## START Dataset content
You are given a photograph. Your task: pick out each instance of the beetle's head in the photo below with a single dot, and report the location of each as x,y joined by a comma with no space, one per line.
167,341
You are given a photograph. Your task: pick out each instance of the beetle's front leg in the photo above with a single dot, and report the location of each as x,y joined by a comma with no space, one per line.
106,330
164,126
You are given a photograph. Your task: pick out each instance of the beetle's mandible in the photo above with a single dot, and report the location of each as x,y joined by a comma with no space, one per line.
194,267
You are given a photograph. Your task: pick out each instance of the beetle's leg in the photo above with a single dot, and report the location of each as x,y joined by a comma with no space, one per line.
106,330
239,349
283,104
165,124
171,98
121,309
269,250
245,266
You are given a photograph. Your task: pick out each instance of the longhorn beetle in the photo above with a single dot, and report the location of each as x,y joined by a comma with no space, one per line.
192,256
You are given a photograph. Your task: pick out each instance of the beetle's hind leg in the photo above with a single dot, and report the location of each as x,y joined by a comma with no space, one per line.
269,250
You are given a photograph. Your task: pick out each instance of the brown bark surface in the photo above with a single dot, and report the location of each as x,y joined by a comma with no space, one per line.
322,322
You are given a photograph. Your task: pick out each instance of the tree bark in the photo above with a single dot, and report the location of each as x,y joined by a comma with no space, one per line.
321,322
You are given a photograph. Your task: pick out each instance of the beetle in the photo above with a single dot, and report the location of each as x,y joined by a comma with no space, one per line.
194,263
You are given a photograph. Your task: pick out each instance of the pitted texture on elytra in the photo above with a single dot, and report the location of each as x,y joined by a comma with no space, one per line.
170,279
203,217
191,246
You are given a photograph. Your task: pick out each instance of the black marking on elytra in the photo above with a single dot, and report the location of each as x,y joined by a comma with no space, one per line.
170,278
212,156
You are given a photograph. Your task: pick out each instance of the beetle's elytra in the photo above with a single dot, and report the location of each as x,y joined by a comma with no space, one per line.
## END Dataset content
→ Short task: Please render the material above as a JSON list of strings, one string per line, leaving out any blank lines.

→ Response to this exercise:
[
  "You are given a photograph. Your task: pick out each instance of the beetle's head in the photo below with a single dot, and report the location of each as x,y joined by a comma with no space, one per line.",
  "167,341",
  "You are given a photograph. Your task: pick out each instance of the beetle's front leg in the photo above with a single dot, and report the location of each as x,y joined by a comma with no space, one per line.",
  "106,330",
  "164,126",
  "You are given a photograph. Your task: pick out each instance of the beetle's mandible in the photo above with a single dot, and report the location of each as x,y joined by a comma with no space, one per line.",
  "194,267",
  "You are given a photograph. Your task: pick out each instance of the beetle's leg in the photo above with a single dot, and report the location of each as x,y joined by a comma with no space, one per line.",
  "106,330",
  "239,349",
  "283,104",
  "165,124",
  "171,98",
  "121,309",
  "269,250",
  "245,266",
  "You are given a photograph. Your task: pick out each instance of the longhorn beetle in the photo above with a single dot, and report the location of each as x,y joined by a comma with no space, one per line.",
  "192,256",
  "You are given a photograph. Your task: pick out each instance of the beetle's hind leg in the photo above with a single dot, and report the location of each as x,y joined by a comma with no space, one per line.",
  "269,250",
  "You are given a photograph. Your task: pick out each instance of the brown bark surface in the photo above with a single dot, and report the location of each as x,y joined by a comma with no space, one per line.",
  "322,322",
  "You are given a photograph. Your task: pick out each instance of the tree bark in the photo above with a single dot, and report the location of each as x,y joined by a comma with no space, one per line.",
  "321,322",
  "You are given a photograph. Your task: pick out each instance of the beetle in the photo above with a single dot, and report the location of each as x,y joined by a comma with no space, one per line.",
  "194,263",
  "You are given a photograph. Your task: pick out each instance of the pitted texture on elytra in the photo above with a single dot, and report the location of each as x,y joined by a comma with no space, one per line.",
  "170,279",
  "203,217",
  "191,246",
  "You are given a photograph. Your task: pick out each instance of the black marking on elytra in the photo above with a single dot, and report the location of each as x,y joined by a comma with no space, one per line.",
  "170,278",
  "212,156",
  "You are given a photograph. Your task: pick out each instance of the beetle's elytra in the photo above with a single dot, and report the location of each as x,y joined by a comma with no space, one per line."
]